* **SUPPLIED PASSAGE**
MB: I think your goal is to avoid rather than gain. If you set your goal to
gain something, then you will stop worrying about rejection. But when your
goal is to avoid rejection, you prevent yourself from being at your best
which guarantees it causing you to try less next and sending you into a
vicious circle of less effort and less results and less effort and less
result and...

(Commenting on: "But haven't you seen beautiful, fun women with Jabba the
Hut look alikes? I
have. I'm sure the fat didn't attract them. It must have been something
else...."):

MB: Yes I have, read my comments above.

(Commenting on: "Yes, I know a few guys like that. However, there are many
women who won't sleep with guys who are so attractive because he doesn't
realize his own attractiveness and kisses ass when he meets a girl he
really likes. If Brad started developed a crush on Penelope Cruz and acted
silly over her, supplicating and kissing ass, he might not get that pussy."):

MB: Guys supplicate because the woman has no interest in him to begin with so
he supplicates thinking he needs to do more to get her. If she liked Brad Pitt
back and he sent her flowers, kissed her ass and went out of his way, she
would
love him for it. I believe it's incorrect to think that women do not show
interest
because guys do too much. Women do not show interest because they are just
not interested and many times nothing you can do will turn her around.

(Commenting on: "Well, I'm no master. I hope to be able to one day. I think
that if a woman
is turned off by you on the initial approach, it's pretty tuff to install
attraction. But if she's just neutral, then you can install it if you're
good enough. Unless you smell or something, you're usually at least going
to be neutral in her eyes. Unless of course she is a snob, in which case
who wants her anyway?"):

MB: A friend of mine once met a bunch of women at a club. Shortly after
meeting them he said the word "big tits." They banished him for the night
until the very
end when they asked him to come back with them to their room. He ended up
fucking all
three of them. I know because I met two of these women later and they
verified his
story. He is also a great looking guy. So attraction is there or it's not
and if it's there, (even a tiny bit) your goal is not to fuck up thereby
enhancing it rather than trying to create something which is not there.

* **GIVEN ENTRIES**
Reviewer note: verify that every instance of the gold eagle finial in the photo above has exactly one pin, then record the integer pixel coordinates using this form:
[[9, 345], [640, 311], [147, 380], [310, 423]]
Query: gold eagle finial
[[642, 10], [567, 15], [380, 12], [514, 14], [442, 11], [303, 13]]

...

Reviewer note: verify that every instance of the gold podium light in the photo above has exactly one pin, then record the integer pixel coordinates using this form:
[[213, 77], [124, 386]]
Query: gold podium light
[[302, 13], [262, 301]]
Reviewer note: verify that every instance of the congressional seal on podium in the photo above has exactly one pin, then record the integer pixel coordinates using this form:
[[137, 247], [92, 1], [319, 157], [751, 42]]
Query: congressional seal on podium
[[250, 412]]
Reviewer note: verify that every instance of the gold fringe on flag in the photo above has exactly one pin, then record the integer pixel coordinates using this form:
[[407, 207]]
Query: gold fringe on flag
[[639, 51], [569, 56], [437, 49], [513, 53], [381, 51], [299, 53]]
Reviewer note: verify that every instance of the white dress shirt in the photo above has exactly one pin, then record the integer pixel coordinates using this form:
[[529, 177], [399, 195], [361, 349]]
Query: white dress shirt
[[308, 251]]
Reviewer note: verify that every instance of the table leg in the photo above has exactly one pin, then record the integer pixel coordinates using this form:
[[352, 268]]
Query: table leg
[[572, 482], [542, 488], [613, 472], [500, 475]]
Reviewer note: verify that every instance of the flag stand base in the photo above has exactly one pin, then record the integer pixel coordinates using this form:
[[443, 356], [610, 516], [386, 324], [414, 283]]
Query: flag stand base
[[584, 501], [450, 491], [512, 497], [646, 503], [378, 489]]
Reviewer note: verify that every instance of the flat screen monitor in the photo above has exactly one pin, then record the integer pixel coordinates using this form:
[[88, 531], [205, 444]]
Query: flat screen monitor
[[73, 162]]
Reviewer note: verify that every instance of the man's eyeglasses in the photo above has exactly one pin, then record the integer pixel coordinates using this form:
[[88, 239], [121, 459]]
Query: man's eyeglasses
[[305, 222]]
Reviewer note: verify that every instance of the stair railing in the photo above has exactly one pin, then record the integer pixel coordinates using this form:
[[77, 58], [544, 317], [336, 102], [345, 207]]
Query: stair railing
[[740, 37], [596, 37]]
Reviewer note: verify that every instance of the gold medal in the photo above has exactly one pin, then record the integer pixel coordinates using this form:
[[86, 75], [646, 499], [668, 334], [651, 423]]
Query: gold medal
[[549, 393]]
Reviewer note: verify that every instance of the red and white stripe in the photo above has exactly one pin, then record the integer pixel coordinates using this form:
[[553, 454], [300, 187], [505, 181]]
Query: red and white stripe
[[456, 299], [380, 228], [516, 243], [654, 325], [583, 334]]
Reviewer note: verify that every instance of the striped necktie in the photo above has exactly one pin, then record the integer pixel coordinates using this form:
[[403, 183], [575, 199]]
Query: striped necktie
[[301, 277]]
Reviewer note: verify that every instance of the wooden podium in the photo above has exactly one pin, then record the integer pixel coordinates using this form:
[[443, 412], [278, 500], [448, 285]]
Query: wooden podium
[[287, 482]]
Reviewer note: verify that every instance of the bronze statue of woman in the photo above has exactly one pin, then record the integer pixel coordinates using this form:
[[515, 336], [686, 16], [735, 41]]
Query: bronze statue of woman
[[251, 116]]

---

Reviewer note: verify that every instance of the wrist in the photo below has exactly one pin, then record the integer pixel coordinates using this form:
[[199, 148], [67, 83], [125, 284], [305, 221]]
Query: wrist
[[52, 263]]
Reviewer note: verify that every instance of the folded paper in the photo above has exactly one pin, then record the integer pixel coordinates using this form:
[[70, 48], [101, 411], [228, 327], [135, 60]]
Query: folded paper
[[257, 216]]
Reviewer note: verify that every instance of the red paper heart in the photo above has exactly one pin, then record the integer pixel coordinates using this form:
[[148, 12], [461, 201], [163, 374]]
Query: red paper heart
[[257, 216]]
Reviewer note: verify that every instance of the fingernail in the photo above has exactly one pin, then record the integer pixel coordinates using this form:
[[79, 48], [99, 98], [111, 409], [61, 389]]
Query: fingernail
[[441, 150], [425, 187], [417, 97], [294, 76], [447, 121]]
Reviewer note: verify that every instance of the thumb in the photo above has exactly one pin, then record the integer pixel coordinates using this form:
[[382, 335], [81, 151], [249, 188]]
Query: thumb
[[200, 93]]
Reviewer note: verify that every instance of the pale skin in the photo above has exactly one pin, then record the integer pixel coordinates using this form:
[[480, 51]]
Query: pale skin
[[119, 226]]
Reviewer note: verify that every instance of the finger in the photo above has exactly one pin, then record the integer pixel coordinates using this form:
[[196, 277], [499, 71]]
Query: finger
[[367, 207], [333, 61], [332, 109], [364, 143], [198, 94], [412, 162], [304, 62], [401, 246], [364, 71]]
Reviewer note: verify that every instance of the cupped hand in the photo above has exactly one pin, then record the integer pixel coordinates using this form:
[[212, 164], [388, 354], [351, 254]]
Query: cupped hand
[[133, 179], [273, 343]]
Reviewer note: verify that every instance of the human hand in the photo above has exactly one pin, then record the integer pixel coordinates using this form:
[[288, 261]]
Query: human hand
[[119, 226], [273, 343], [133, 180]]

* **PROBLEM**
Render this sentence from the passage on attraction in Spanish: "I think your goal is to avoid rather than gain." Rely only on the passage on attraction.

* **FINISHED EXERCISE**
Creo que tu objetivo es evitar en lugar de ganar.